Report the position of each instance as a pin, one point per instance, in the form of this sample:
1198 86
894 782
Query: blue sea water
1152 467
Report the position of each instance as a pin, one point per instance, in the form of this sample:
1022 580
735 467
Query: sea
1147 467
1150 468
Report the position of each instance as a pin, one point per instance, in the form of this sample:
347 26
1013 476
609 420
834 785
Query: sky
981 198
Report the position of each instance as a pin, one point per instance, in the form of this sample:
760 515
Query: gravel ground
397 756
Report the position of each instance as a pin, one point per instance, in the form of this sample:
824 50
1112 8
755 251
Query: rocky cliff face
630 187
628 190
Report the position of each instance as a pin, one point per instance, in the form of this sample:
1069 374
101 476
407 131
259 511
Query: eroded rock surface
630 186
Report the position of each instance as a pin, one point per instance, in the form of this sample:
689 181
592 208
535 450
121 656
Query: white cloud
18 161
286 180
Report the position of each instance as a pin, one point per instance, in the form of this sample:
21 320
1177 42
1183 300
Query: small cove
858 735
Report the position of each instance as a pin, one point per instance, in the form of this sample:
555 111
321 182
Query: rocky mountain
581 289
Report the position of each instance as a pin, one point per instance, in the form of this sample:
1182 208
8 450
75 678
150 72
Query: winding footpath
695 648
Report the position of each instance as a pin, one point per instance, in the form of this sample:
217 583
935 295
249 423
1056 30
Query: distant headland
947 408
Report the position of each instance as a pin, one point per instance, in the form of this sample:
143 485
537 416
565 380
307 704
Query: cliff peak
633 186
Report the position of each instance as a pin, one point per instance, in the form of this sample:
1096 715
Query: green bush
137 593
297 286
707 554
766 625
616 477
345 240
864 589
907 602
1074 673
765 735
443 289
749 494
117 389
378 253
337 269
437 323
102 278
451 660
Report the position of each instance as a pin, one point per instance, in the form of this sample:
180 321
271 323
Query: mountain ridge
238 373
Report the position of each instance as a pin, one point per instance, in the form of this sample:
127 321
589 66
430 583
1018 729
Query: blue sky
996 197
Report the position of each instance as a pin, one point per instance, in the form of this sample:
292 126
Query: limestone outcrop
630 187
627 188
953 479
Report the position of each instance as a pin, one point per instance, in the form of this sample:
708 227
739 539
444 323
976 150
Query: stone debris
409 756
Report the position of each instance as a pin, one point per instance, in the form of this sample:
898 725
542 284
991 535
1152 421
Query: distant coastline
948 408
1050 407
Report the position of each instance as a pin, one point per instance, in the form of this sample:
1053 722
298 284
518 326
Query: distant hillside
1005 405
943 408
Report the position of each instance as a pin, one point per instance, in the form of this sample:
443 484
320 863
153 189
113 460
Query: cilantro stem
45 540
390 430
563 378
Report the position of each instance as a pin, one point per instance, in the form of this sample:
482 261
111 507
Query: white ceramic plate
━━━━━━━━━━━━━━━━━━━━
All entries shown above should be printed again exactly.

Report the position of each instance as a pin, one point per instance, in the form of this sample:
1198 86
894 782
Query: blue sea water
1152 467
Report the position of each instance as a pin, one point per instance, in the form of this sample:
1022 580
735 467
Query: sea
1147 467
1150 468
Report the position of each instance as a pin, one point per instance, in the form of this sample:
347 26
1013 476
609 420
834 785
Query: sky
981 198
Report the position of each instance as a pin, one point per instance, in the form of this sample:
760 515
Query: gravel ground
397 756
Report the position of each instance as a pin, one point per instance, in the form of this sample:
824 50
1112 8
755 251
Query: rocky cliff face
630 187
628 190
Report the position of each instance as a pin, one point per instance, in the form of this sample:
1069 374
101 476
407 131
259 511
Query: eroded rock surface
630 186
Report the position of each instance as a pin, one point per instance, in the form of this sample:
689 181
592 208
535 450
121 656
Query: white cloud
18 161
286 180
Report the position of each instance as a pin, one point per instance, in the form of this sample:
21 320
1177 42
1183 300
Query: small cove
858 735
Report the position of each instance as a pin, one point per instance, in the form of this sample:
555 111
321 182
Query: rocky mountain
581 289
Report the position of each instance as a pin, one point per instance, in the form of this sample:
1182 208
8 450
75 678
150 72
Query: winding footpath
695 648
Report the position of each instance as a pin, one point per instance, in the form of this sample:
217 583
935 295
249 423
1056 30
Query: distant headland
947 408
Report the position of each instance as a pin, one point per instance, in the form of this sample:
143 485
537 416
565 380
307 704
Query: cliff peak
633 186
Report the position of each instance as a pin, one point per instance, in the form of this sample:
1096 715
Query: green bush
137 593
297 286
707 554
766 625
616 477
345 240
864 589
907 602
1074 673
765 735
443 289
749 494
117 389
378 253
337 269
437 323
102 278
451 660
Report the position of each instance as a pin, one point per instance, in the form of this sample:
180 321
271 323
Query: mountain ridge
238 373
Report the position of each instance as a pin, one point per instance, in the form of this sample:
127 321
589 66
430 583
1018 729
Query: blue sky
996 197
Report the position of each instance as a pin, one point per instance, in the form of this sample:
292 126
Query: limestone outcrop
630 187
627 188
953 479
Report the position of each instance as a pin, one point per instance, in the form of this sample:
708 227
739 539
444 323
976 150
Query: stone debris
409 756
Report the position of each instance as a pin, one point per instance, in the form of this sample:
898 725
542 284
991 535
1152 421
Query: distant coastline
948 408
1050 407
Report the position of each instance as a pin, one point per instance, in the form of this sample:
1053 722
298 284
518 326
Query: distant hillside
1005 405
943 408
Report the position of each instance as a pin, one point per instance, in the form of this sample:
443 484
320 863
153 189
113 460
Query: cilantro stem
45 540
390 430
563 378
Report the position of each instance as a pin, one point per instance, in the form of this sample:
482 261
111 507
Query: white ceramic plate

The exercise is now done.